Please render every line of the listing below as one string in a JSON list, skipping any blank lines.

═══ Exercise data

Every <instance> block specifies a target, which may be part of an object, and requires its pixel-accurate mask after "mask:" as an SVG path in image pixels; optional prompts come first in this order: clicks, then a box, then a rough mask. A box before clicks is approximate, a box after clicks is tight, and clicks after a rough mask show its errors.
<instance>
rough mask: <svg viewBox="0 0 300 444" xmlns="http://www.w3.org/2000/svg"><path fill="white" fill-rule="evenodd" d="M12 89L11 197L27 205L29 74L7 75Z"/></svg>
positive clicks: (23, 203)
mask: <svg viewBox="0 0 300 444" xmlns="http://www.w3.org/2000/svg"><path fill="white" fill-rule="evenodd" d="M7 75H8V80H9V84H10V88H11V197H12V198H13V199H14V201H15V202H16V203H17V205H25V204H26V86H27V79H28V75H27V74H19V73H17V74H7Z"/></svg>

══════

▶ _Answer space_
[
  "Every <instance> block specifies a target, which may be part of an object, and requires its pixel-accurate mask after \"mask:\" as an SVG path in image pixels; optional prompts come first in this order: clicks, then a box, then a rough mask. A box before clicks is approximate, a box after clicks is tight, and clicks after a rough mask show its errors.",
  "<instance>",
  "rough mask: <svg viewBox=\"0 0 300 444\" xmlns=\"http://www.w3.org/2000/svg\"><path fill=\"white\" fill-rule=\"evenodd\" d=\"M12 89L11 197L27 205L29 74L7 75Z\"/></svg>",
  "positive clicks: (23, 203)",
  "mask: <svg viewBox=\"0 0 300 444\" xmlns=\"http://www.w3.org/2000/svg\"><path fill=\"white\" fill-rule=\"evenodd\" d=\"M7 75H8V80H9V84H10V88H11V197H12V198H13V199H14V201H15V202H16V203H17V205H25V204H26V86H27V79H28V75H27V74H19V73H17V74H7Z\"/></svg>"
]